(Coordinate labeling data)
+++

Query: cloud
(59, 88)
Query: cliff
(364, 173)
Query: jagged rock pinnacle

+++

## Instructions for the task:
Please rewrite the listing above as a Markdown table with two columns, Row and Line, giving each line its own numbered row and skipping blank lines.

## Final result:
| Row | Line |
|---|---|
| 1 | Query: cloud |
| 2 | (59, 88) |
| 3 | Query: cliff |
| 4 | (364, 173) |
| 5 | Query: jagged rock pinnacle |